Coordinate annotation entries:
- - -
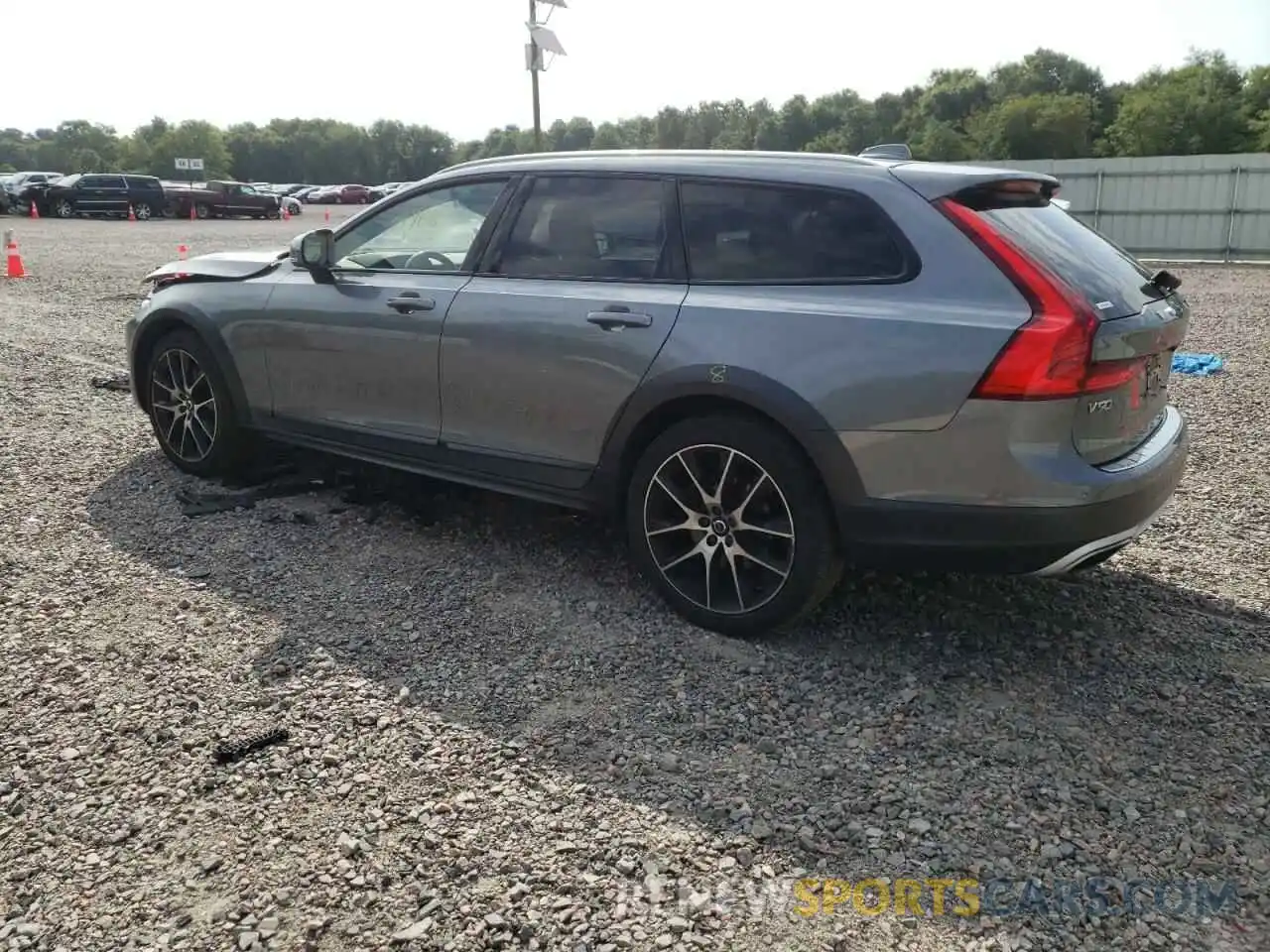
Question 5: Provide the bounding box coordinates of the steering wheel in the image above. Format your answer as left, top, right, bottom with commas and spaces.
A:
401, 251, 458, 272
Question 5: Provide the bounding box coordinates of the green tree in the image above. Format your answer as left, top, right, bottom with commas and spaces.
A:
1106, 52, 1250, 155
970, 92, 1096, 159
0, 47, 1270, 184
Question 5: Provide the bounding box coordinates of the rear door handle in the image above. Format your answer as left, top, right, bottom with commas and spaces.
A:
387, 291, 437, 313
586, 307, 653, 330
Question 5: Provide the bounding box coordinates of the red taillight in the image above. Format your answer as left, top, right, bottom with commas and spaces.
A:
935, 198, 1143, 400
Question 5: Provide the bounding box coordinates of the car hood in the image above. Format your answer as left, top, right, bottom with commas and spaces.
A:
142, 249, 291, 281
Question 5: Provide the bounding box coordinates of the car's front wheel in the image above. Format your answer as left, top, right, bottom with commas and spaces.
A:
626, 416, 842, 638
142, 329, 248, 477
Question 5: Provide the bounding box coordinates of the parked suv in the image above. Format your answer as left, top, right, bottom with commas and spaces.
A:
41, 174, 168, 221
126, 151, 1189, 635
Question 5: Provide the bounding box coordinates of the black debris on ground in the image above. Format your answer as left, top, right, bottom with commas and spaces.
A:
89, 371, 132, 394
212, 727, 291, 765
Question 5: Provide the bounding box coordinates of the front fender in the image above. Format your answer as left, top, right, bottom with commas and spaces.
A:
128, 300, 260, 425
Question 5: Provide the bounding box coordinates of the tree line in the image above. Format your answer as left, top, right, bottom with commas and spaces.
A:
0, 49, 1270, 184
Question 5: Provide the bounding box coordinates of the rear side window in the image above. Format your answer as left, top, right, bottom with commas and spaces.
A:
979, 204, 1163, 318
496, 176, 676, 281
680, 181, 912, 283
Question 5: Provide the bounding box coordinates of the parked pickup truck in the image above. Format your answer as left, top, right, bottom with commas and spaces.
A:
165, 181, 282, 218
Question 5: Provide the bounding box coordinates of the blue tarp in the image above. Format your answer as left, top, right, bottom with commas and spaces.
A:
1174, 353, 1224, 377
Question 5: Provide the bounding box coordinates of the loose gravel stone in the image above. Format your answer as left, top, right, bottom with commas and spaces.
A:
0, 218, 1270, 952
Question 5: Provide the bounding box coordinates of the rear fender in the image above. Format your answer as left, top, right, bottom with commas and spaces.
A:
591, 364, 863, 528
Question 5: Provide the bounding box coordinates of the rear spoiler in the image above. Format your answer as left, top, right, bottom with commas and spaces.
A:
858, 142, 1060, 202
860, 142, 913, 163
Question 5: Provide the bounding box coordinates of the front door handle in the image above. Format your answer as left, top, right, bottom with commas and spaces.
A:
586, 304, 653, 330
387, 291, 437, 313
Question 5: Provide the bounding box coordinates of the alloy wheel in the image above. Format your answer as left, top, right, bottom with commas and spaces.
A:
150, 349, 218, 463
644, 444, 795, 615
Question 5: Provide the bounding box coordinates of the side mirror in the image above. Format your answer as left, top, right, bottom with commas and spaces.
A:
291, 228, 335, 271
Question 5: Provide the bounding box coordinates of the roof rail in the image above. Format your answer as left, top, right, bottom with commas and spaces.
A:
860, 142, 913, 162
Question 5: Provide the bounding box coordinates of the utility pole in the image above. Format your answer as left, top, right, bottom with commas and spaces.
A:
530, 0, 543, 153
525, 0, 568, 153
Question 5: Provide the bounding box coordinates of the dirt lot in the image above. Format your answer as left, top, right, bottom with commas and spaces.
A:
0, 218, 1270, 952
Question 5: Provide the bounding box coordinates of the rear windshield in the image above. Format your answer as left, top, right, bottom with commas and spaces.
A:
980, 204, 1163, 318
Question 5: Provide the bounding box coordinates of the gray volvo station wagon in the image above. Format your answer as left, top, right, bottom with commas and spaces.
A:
126, 151, 1189, 636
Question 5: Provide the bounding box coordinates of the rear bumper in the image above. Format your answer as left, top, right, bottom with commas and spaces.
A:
839, 408, 1189, 575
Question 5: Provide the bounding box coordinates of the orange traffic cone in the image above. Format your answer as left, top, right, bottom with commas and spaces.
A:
4, 239, 27, 278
- - -
Exercise directions:
Give all of the records above as a two-column CSV with the headers "prompt" and "box", one row for each request: put the request's text in "prompt" and its answer in "box", each in one quoted field with line breaks replaced by spaces. Leave the pictures out.

Answer to the problem:
prompt,box
"Question 5: Provide the bounding box coordinates of the steering wheel in the image above. Format your answer as left, top, right, bottom with commas and spaces. A:","401, 251, 458, 272"
"Question 5: Provide the bounding box coordinates of the green tree in the image above. Format your answer as left, top, right, bottom with commas and spaces. A:","1106, 52, 1250, 155 970, 92, 1096, 159 0, 47, 1270, 184"
"Question 5: Provide the bounding box coordinates of the rear door handle in the image above. Format your answer as left, top, right, bottom with commas and spaces. A:","387, 291, 437, 313 586, 307, 653, 330"
"Question 5: Provide the bounding box coordinates of the red taillight in the image above. Format your answer as left, top, right, bottom with commas and spaces. A:","935, 198, 1143, 400"
"Question 5: Provide the bounding box coordinates of the car hood in the image above. Format your answer as left, top, right, bottom with commas and spaces. A:","142, 249, 291, 281"
"Question 5: Provide the bounding box coordinates of the car's front wheel in the image above. Format your answer as left, top, right, bottom with commas and spaces. A:","626, 416, 842, 638 142, 329, 248, 477"
"Question 5: Provide the bounding box coordinates of the parked suv in the image above. Format your answer as left, top, right, bottom with commas and spaces. A:","41, 174, 168, 221 126, 151, 1189, 635"
"Question 5: Provide the bounding box coordinates of the black debris on ground in the image above. Format your answer as left, top, right, bottom with commas and spaces. A:","89, 371, 132, 394 212, 727, 291, 765"
"Question 5: Provide the bounding box coordinates of the front fender in the image above. Format your answer as left, top, right, bottom with commas and spaces. A:","128, 300, 260, 425"
"Question 5: Provide the bounding box coordinates of the tree line in the image above. Format your answer as left, top, right, bottom with commas and spaces. A:","0, 49, 1270, 184"
"Question 5: Provide the bounding box coordinates of the rear side window in the image above. Format your answer as left, top, right, bottom with commas and spaces. A:","979, 204, 1163, 318 496, 176, 676, 281 680, 181, 912, 283"
"Question 5: Provide the bounding box coordinates of the parked pickup truck in the image above. Format your answer as left, top, right, bottom with commas and spaces. A:","165, 181, 282, 218"
"Question 5: Provide the bounding box coordinates of the blue tarp in the image above. Format your answer as left, top, right, bottom with commas and spaces. A:","1174, 353, 1224, 377"
"Question 5: Provide the bounding box coordinates of the loose gravel stone in the image above. Format your answer as left, top, right, bottom with commas and spaces. A:","0, 218, 1270, 952"
"Question 5: Provide the bounding box coordinates of the rear fender in the image above. Format your answer as left, top, right, bottom with commas and spaces. A:","591, 364, 863, 528"
"Question 5: Provide the bounding box coordinates of the rear spoiler in the image above. Format your answer as left, top, right, bottom with commas and spaces. A:","858, 142, 1060, 202 860, 142, 913, 163"
"Question 5: Provide the bounding box coordinates of the front door handle in the image above. Format your answer as left, top, right, bottom with commas and spaces. A:","586, 304, 653, 330 387, 291, 437, 313"
"Question 5: Provide the bounding box coordinates of the alloy wheel in the image above. Format your answer as left, top, right, bottom with commas and spaces. A:","150, 349, 218, 463 644, 444, 795, 615"
"Question 5: Provide the bounding box coordinates of the side mirror in the image above. Format your answer as left, top, right, bottom with commas and spaces. A:","291, 228, 335, 271"
"Question 5: Provide the bounding box coordinates of the roof rail in the image above. Format your answer as left, top, right, bottom with commas and spaces. A:","860, 142, 913, 162"
"Question 5: Provide the bounding box coordinates of the utility pole in the image above. Format your answer as left, top, right, bottom with commas and spaces. A:","530, 0, 543, 153 525, 0, 568, 153"
"Question 5: Provide the bounding box coordinates of the dirt lot in the image above. Format your answer as left, top, right, bottom with commas and spaces. A:","0, 218, 1270, 952"
"Question 5: Provide the bounding box coordinates of the rear windshield in the image above. Format your answer as left, top, right, bottom with commas and spaces. A:","980, 204, 1163, 318"
"Question 5: Provide the bounding box coordinates of the gray volvo station wagon in the image above. Format your answer as left, top, right, bottom with commas and spaces. A:","126, 151, 1189, 636"
"Question 5: Provide the bounding box coordinates of the rear bumper in the image above. Format your answer as left, top, right, bottom with commas and spaces. A:","839, 408, 1189, 575"
"Question 5: Provide the bounding box coordinates of the orange traffic cone in the image above. Format your answer as left, top, right, bottom with commas and spaces. A:","4, 239, 27, 278"